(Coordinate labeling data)
[start]
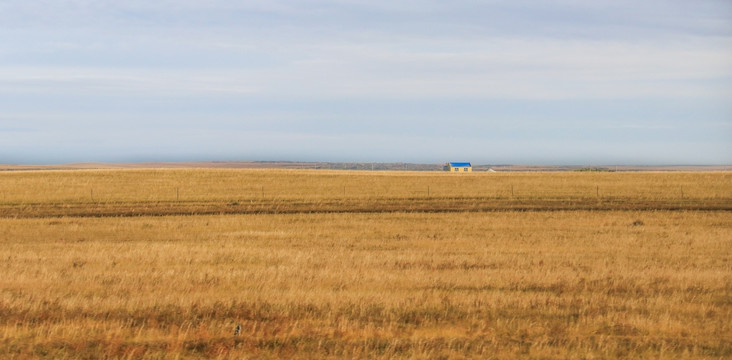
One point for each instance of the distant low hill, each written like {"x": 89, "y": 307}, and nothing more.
{"x": 353, "y": 166}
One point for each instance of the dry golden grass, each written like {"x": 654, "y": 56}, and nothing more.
{"x": 467, "y": 284}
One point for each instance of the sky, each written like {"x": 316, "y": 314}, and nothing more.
{"x": 565, "y": 82}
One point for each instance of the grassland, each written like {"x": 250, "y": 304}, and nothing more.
{"x": 317, "y": 264}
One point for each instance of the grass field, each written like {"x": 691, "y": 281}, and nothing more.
{"x": 319, "y": 264}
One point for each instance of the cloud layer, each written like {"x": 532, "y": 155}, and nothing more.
{"x": 490, "y": 81}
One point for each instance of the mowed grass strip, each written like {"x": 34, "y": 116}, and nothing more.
{"x": 562, "y": 285}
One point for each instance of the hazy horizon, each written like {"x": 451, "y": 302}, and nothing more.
{"x": 492, "y": 82}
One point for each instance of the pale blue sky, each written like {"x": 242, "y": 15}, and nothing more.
{"x": 492, "y": 82}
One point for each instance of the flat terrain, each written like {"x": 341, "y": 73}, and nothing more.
{"x": 333, "y": 264}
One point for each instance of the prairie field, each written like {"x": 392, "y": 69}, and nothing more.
{"x": 164, "y": 264}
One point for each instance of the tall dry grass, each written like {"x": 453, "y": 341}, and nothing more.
{"x": 476, "y": 285}
{"x": 387, "y": 284}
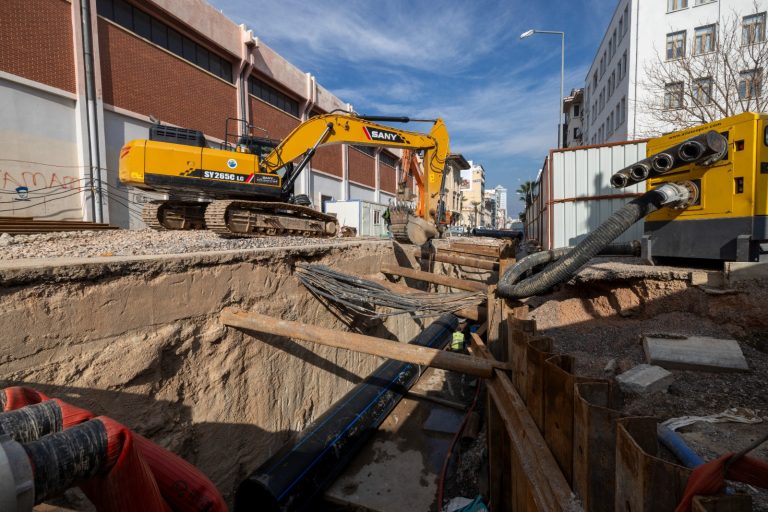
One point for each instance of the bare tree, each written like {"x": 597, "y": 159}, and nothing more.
{"x": 719, "y": 72}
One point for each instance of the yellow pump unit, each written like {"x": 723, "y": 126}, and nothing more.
{"x": 727, "y": 218}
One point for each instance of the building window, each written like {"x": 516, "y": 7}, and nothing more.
{"x": 676, "y": 5}
{"x": 368, "y": 150}
{"x": 673, "y": 96}
{"x": 753, "y": 29}
{"x": 702, "y": 91}
{"x": 750, "y": 83}
{"x": 626, "y": 20}
{"x": 154, "y": 30}
{"x": 704, "y": 39}
{"x": 272, "y": 96}
{"x": 624, "y": 110}
{"x": 676, "y": 45}
{"x": 624, "y": 64}
{"x": 387, "y": 159}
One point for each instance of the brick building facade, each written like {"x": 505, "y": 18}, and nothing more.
{"x": 78, "y": 80}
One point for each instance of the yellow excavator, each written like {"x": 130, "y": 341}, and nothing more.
{"x": 246, "y": 189}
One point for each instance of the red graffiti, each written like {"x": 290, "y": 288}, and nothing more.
{"x": 37, "y": 180}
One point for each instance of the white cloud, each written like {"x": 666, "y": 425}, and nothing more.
{"x": 441, "y": 37}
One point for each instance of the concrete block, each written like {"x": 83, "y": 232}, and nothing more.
{"x": 746, "y": 271}
{"x": 645, "y": 378}
{"x": 695, "y": 353}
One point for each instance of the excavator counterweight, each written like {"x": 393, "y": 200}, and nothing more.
{"x": 247, "y": 190}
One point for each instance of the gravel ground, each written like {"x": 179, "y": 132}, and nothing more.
{"x": 89, "y": 244}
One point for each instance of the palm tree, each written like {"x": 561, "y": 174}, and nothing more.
{"x": 526, "y": 192}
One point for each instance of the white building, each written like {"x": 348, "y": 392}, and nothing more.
{"x": 573, "y": 109}
{"x": 501, "y": 206}
{"x": 644, "y": 33}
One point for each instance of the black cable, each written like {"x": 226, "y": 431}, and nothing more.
{"x": 573, "y": 259}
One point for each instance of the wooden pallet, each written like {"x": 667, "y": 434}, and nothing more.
{"x": 28, "y": 225}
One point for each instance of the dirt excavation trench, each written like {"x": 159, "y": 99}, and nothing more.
{"x": 138, "y": 339}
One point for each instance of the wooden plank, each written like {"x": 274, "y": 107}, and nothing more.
{"x": 465, "y": 261}
{"x": 451, "y": 252}
{"x": 429, "y": 277}
{"x": 475, "y": 249}
{"x": 415, "y": 354}
{"x": 546, "y": 487}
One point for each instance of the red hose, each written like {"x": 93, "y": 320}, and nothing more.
{"x": 141, "y": 468}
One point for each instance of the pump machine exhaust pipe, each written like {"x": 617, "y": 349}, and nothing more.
{"x": 704, "y": 149}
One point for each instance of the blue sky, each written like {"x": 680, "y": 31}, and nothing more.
{"x": 459, "y": 60}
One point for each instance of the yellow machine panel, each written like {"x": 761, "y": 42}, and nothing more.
{"x": 729, "y": 220}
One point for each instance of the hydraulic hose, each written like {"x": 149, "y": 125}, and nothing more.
{"x": 573, "y": 259}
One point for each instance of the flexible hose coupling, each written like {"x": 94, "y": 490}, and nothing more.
{"x": 677, "y": 195}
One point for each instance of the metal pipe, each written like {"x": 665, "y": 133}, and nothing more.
{"x": 299, "y": 472}
{"x": 620, "y": 179}
{"x": 662, "y": 162}
{"x": 639, "y": 172}
{"x": 690, "y": 150}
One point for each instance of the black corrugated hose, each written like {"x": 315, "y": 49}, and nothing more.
{"x": 566, "y": 261}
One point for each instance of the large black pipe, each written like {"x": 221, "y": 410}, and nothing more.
{"x": 564, "y": 262}
{"x": 294, "y": 478}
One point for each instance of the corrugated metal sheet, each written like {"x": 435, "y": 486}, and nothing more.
{"x": 575, "y": 195}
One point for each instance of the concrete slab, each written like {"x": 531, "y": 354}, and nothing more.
{"x": 736, "y": 271}
{"x": 695, "y": 353}
{"x": 446, "y": 421}
{"x": 645, "y": 378}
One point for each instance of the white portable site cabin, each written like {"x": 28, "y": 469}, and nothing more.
{"x": 366, "y": 217}
{"x": 572, "y": 194}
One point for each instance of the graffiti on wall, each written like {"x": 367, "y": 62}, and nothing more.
{"x": 39, "y": 193}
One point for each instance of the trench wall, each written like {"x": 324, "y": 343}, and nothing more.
{"x": 138, "y": 339}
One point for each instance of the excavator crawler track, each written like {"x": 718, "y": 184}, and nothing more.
{"x": 175, "y": 215}
{"x": 257, "y": 218}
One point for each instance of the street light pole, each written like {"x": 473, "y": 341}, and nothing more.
{"x": 529, "y": 33}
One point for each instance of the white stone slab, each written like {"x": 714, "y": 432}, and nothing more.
{"x": 695, "y": 353}
{"x": 645, "y": 378}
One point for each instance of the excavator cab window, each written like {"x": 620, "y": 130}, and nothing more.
{"x": 257, "y": 145}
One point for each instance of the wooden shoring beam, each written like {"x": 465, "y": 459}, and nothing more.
{"x": 465, "y": 261}
{"x": 476, "y": 249}
{"x": 429, "y": 277}
{"x": 545, "y": 486}
{"x": 405, "y": 352}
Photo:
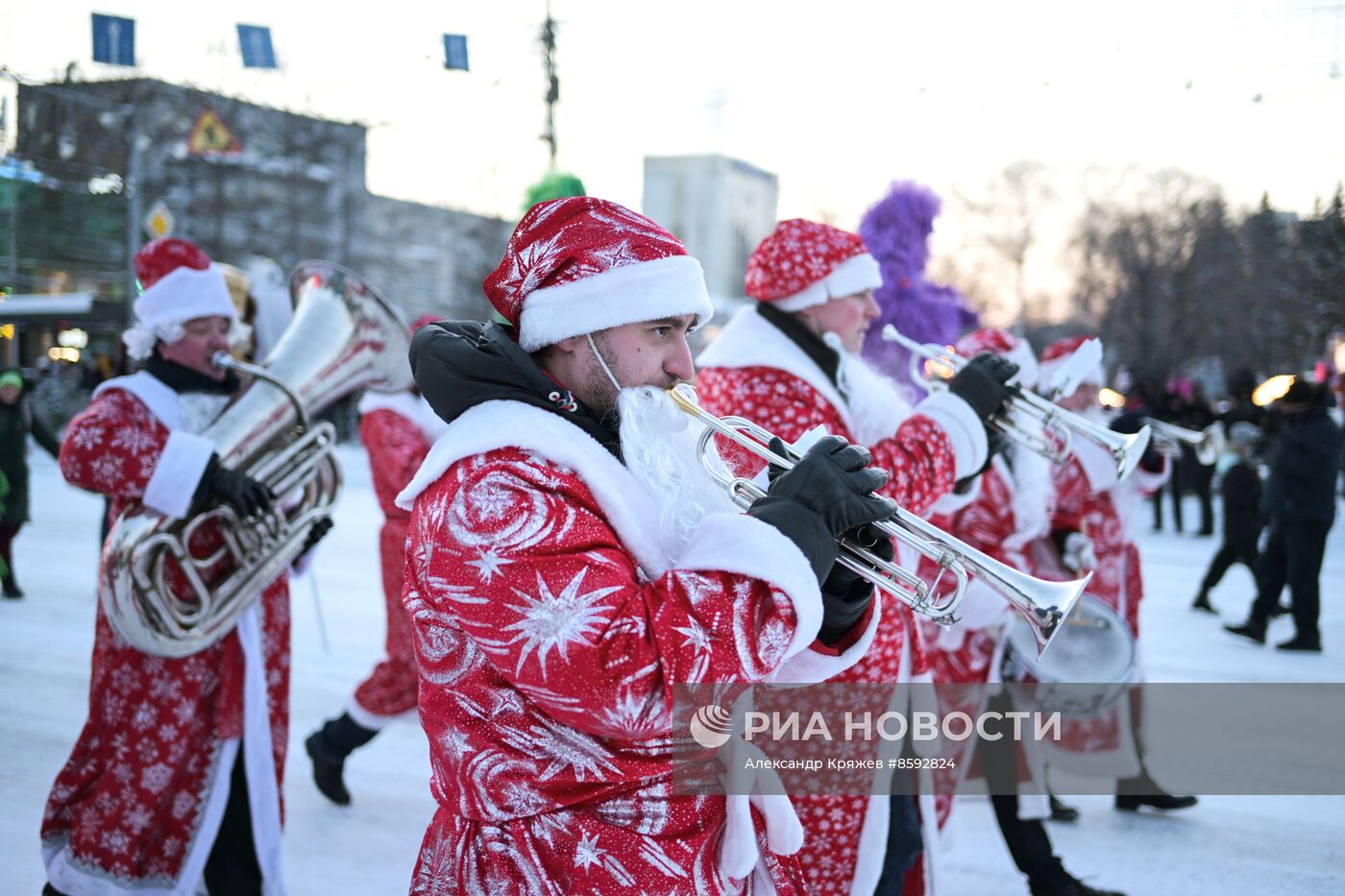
[end]
== Problem ==
How many lines of the listing above contain the word "excavator"? Case counts, so reply with the number only.

== The result ==
4